Dataset records about object locations:
** Start **
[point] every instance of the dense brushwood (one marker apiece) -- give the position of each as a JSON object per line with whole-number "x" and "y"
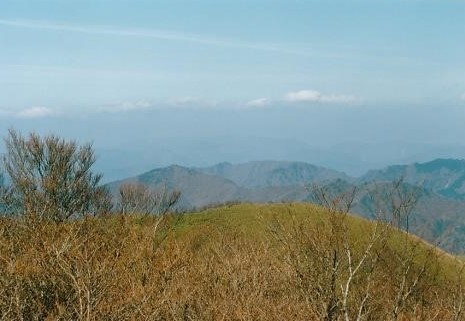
{"x": 239, "y": 262}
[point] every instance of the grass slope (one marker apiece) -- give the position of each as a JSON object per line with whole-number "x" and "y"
{"x": 238, "y": 262}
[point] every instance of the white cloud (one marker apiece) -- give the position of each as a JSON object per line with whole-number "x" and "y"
{"x": 35, "y": 112}
{"x": 259, "y": 102}
{"x": 127, "y": 106}
{"x": 309, "y": 95}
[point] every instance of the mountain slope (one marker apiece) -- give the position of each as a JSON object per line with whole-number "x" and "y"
{"x": 443, "y": 176}
{"x": 273, "y": 173}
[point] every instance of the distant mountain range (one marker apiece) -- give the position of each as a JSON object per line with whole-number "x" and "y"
{"x": 439, "y": 215}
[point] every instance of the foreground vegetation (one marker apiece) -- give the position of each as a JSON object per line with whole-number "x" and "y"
{"x": 238, "y": 262}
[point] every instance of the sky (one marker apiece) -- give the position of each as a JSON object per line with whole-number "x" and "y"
{"x": 340, "y": 76}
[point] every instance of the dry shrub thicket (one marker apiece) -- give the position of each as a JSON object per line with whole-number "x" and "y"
{"x": 238, "y": 262}
{"x": 127, "y": 267}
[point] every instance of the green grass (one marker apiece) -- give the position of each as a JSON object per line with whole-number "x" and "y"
{"x": 233, "y": 262}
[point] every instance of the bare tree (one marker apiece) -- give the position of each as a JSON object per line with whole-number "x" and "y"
{"x": 139, "y": 198}
{"x": 52, "y": 178}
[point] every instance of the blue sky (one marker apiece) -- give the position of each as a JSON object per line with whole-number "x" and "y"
{"x": 98, "y": 54}
{"x": 62, "y": 61}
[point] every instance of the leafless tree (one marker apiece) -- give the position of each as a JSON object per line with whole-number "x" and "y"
{"x": 52, "y": 178}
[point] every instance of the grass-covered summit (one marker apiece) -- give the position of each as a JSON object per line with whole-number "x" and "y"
{"x": 237, "y": 262}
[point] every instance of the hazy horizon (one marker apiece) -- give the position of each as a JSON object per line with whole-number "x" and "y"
{"x": 350, "y": 85}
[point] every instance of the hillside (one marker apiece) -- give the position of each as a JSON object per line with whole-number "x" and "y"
{"x": 248, "y": 262}
{"x": 443, "y": 176}
{"x": 273, "y": 173}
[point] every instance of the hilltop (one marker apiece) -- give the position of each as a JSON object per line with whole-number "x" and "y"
{"x": 250, "y": 262}
{"x": 437, "y": 217}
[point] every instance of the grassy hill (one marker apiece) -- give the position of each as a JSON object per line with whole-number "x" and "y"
{"x": 238, "y": 262}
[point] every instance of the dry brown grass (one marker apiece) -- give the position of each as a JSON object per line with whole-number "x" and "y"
{"x": 228, "y": 263}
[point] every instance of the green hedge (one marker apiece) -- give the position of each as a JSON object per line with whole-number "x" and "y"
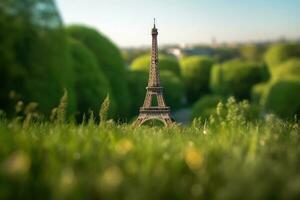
{"x": 283, "y": 97}
{"x": 205, "y": 106}
{"x": 91, "y": 85}
{"x": 196, "y": 74}
{"x": 279, "y": 53}
{"x": 236, "y": 78}
{"x": 173, "y": 89}
{"x": 137, "y": 81}
{"x": 166, "y": 63}
{"x": 258, "y": 91}
{"x": 36, "y": 56}
{"x": 288, "y": 68}
{"x": 110, "y": 62}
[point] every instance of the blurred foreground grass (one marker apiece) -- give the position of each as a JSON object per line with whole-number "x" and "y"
{"x": 227, "y": 159}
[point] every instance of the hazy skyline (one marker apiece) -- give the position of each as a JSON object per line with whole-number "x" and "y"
{"x": 128, "y": 22}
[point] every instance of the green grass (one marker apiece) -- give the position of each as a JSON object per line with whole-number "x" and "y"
{"x": 223, "y": 158}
** End **
▶ **Required task**
Reproduce the lines of the listing exactly, starting at the one that contains "[point] every instance of the hazy horizon" and continuing through the final line, but leave out the pictures.

▶ **Exercise response**
[point] every instance of the hazy horizon (one marker apiece) -- give the position of each as a JSON object per line with whole-number "x" and "y"
{"x": 350, "y": 85}
[point] every instance of the hillside (one marker apiece) -- give the position of each as a JSON object per line with whole-number "x" and "y"
{"x": 248, "y": 262}
{"x": 443, "y": 176}
{"x": 273, "y": 173}
[point] every instance of the hilltop (one marker apiece) -- give the position of each as a JSON object per line with whole-number "x" and "y"
{"x": 250, "y": 262}
{"x": 437, "y": 217}
[point] every instance of the grassy hill (one marker apiece) -- give the position of each as a JSON object per line with whole-number "x" and "y"
{"x": 238, "y": 262}
[point] every instance of the dry brown grass (one marker apiece) -- give the position of each as a JSON object per line with whole-number "x" and "y"
{"x": 228, "y": 263}
[point] every instance of the green hedge (one marker apiece) -- give the position of each as a JSON object per line with whole-number "x" and "y"
{"x": 283, "y": 97}
{"x": 205, "y": 106}
{"x": 91, "y": 85}
{"x": 196, "y": 74}
{"x": 279, "y": 53}
{"x": 236, "y": 78}
{"x": 173, "y": 89}
{"x": 137, "y": 81}
{"x": 166, "y": 63}
{"x": 258, "y": 91}
{"x": 36, "y": 56}
{"x": 288, "y": 68}
{"x": 110, "y": 62}
[point] every instance of the blurred foreground grass (one marker apiece) -- give the position of each as a JSON object per line with whole-number "x" and "y"
{"x": 227, "y": 159}
[point] every instance of the hazy skyline (one marker apiece) -- give the position of each as a JSON object per line with whole-number "x" and "y"
{"x": 128, "y": 22}
[point] every instance of the green grass (one marker apiece) -- give the position of each as a JSON object per line with whole-number "x" and "y"
{"x": 223, "y": 158}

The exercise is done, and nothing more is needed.